_Short task:_ Count the lines in the records below that contain the string "light", and reply with the number alone.
## START Data shown
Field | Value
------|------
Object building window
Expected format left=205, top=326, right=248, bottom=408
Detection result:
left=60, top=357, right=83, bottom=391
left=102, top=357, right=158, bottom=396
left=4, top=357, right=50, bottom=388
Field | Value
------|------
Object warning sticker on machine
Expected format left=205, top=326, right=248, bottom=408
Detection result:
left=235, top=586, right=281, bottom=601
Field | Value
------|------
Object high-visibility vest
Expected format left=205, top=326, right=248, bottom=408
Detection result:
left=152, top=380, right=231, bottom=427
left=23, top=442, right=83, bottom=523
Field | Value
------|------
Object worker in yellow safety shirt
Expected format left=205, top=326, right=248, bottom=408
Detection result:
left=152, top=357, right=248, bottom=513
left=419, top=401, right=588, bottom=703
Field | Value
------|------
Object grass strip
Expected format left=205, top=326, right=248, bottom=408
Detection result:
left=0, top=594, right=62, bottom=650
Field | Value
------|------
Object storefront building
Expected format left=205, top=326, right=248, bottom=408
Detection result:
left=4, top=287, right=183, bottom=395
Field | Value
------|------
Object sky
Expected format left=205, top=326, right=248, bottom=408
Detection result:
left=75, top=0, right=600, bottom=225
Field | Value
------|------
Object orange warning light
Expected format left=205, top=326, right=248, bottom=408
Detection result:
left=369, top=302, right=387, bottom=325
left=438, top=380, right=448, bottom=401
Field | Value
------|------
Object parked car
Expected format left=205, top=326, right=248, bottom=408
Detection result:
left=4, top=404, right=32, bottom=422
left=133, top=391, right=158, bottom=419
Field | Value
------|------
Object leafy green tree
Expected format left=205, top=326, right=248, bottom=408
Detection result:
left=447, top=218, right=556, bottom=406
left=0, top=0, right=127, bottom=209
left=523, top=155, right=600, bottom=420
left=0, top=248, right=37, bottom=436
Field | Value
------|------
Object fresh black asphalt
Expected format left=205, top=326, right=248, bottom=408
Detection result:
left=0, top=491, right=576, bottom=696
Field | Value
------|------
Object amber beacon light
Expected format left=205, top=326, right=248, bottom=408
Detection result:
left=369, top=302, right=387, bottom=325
## END Data shown
_Exercise result:_ 2